_Problem to work on_. Return every one of the following items verbatim, reproducing each line without any alteration.

— BEGIN Data provided —

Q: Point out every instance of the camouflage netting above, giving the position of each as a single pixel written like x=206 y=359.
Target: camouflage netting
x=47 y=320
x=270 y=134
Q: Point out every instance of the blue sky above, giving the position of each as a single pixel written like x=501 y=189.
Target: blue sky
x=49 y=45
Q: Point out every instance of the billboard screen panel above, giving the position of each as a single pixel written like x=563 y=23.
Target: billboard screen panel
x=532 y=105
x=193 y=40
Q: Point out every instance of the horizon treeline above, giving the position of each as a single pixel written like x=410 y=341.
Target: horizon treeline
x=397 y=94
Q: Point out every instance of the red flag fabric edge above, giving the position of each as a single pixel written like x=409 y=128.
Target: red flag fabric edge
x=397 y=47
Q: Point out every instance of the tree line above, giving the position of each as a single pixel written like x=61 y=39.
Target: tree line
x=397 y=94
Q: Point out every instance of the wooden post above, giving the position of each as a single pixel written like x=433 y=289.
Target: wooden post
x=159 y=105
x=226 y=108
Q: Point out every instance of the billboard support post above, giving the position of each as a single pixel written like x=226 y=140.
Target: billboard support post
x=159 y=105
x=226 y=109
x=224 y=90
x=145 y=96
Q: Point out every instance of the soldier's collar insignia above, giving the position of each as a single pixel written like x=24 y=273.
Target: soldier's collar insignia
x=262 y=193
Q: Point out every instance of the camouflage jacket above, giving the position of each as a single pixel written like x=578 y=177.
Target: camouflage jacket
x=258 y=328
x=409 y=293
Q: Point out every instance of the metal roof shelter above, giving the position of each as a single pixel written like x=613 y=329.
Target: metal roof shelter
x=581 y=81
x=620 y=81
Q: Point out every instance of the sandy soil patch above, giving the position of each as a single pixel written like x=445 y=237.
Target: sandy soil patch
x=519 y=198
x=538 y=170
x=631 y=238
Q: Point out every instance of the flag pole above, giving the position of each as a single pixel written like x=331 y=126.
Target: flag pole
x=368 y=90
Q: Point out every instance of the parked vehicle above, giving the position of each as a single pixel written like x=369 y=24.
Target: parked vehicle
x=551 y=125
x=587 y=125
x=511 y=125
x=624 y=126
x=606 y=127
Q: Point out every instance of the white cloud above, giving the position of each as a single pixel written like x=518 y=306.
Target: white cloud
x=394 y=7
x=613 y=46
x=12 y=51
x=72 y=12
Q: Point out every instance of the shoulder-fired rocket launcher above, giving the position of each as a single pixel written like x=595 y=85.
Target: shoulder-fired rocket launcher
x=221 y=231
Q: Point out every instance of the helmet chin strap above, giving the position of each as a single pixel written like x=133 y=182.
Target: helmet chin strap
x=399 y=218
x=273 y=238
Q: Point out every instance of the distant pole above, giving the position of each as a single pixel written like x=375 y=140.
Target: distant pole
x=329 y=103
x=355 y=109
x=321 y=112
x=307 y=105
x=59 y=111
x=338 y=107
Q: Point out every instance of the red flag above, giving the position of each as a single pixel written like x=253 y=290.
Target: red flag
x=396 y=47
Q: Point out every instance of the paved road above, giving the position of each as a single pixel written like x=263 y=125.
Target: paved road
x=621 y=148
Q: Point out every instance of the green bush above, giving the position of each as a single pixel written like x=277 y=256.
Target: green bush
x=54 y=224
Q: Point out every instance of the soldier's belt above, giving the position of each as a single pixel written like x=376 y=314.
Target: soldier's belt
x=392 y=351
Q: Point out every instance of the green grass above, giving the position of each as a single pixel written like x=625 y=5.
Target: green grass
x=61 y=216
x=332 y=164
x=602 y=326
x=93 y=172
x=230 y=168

— END Data provided —

_Result of the exercise_.
Q: Point out every instance of the camouflage netting above, giving the position of each as a single pixel written like x=206 y=359.
Target: camouflage netting
x=47 y=320
x=270 y=134
Q: Point out every instance of the blue sky above, giving the position of each as a single pixel written like x=501 y=189.
Target: blue sky
x=49 y=45
Q: Point out every instance of the billboard screen panel above, giving the position of each as a single pixel written like x=563 y=23.
Target: billboard screen panel
x=532 y=105
x=193 y=40
Q: Point out every instance of the horizon treeline above, giving the position of each as a single pixel written like x=410 y=341.
Target: horizon treeline
x=397 y=94
Q: Point out every instance of the red flag fabric edge above, giving the position of each as a single pixel written like x=409 y=128.
Target: red flag fabric edge
x=397 y=47
Q: Point out every instance of the tree line above, giving the position of each as a single pixel written like x=61 y=39.
Target: tree line
x=397 y=94
Q: Point out every instance of the wooden post above, giving the position of each as a single pixel written like x=433 y=289.
Target: wooden post
x=159 y=105
x=226 y=108
Q: Point out every instance of the billboard support post above, giving the position of each as a single pixel written like x=226 y=140.
Target: billboard support post
x=159 y=105
x=226 y=109
x=224 y=90
x=145 y=96
Q: Point out every instance of the soldier's collar insignia above, giving the position of each as a single pixel written like x=24 y=273.
Target: soldier's collar insignia
x=262 y=193
Q: Point out every instance of the camouflage jacket above, giving the position of each as a single pixel written like x=578 y=177.
Target: camouflage jacket
x=258 y=328
x=409 y=293
Q: Point out every instance of the metal roof shelter above, giving the position of each as a single pixel written like x=613 y=329.
Target: metal roof shelter
x=581 y=81
x=620 y=81
Q: Point out every instance of the sandy soil patch above, giving the position of each as a single pixel written like x=445 y=237.
Target: sandy soil patch
x=519 y=198
x=538 y=170
x=631 y=238
Q: Point out every instance of the flag pole above, giving the position of each as a single pixel written like x=331 y=126.
Target: flag pole
x=368 y=90
Q: Point out every instance of the parked vehicle above, giving the position of each as a single pixel written like x=369 y=24.
Target: parked vehicle
x=551 y=125
x=587 y=125
x=511 y=125
x=624 y=126
x=606 y=127
Q: Point out every instance of the white cloud above, giving the position of each as a single pixel written like x=518 y=306.
Target: white cloud
x=394 y=7
x=613 y=46
x=12 y=51
x=72 y=12
Q: Point out every instance of the shoulder-fired rocket launcher above, giving the position of each as a single pixel written like x=595 y=85.
Target: shoulder-fired rocket launcher
x=221 y=231
Q: Point out every instance of the helmet chin strap above, giving the position of each as a single pixel written like x=133 y=182.
Target: helmet chin strap
x=399 y=218
x=273 y=238
Q: Point out every instance of the distant pole above, giving the position of each as a single pixel written like x=375 y=140.
Target: distant pole
x=329 y=103
x=355 y=109
x=321 y=112
x=307 y=105
x=59 y=111
x=338 y=107
Q: Point out every instance of the red flag above, giving the position of each as a single pixel written like x=253 y=290.
Target: red flag
x=396 y=47
Q: Point out every instance of the paved road above, giving the position of each as a single pixel written like x=263 y=125.
Target: paved road
x=621 y=148
Q: Point out every instance of the green bush above, giving the position of each as a single pixel written like x=277 y=256.
Target: green bush
x=54 y=224
Q: Point out every instance of the soldier's belt above, giving the position of each as a single pixel written like x=376 y=314.
Target: soldier's belt
x=392 y=351
Q: Point out every instance of the green grass above, giving the position of each as a single pixel written like x=625 y=5.
Target: green grass
x=61 y=216
x=332 y=164
x=602 y=326
x=93 y=172
x=230 y=168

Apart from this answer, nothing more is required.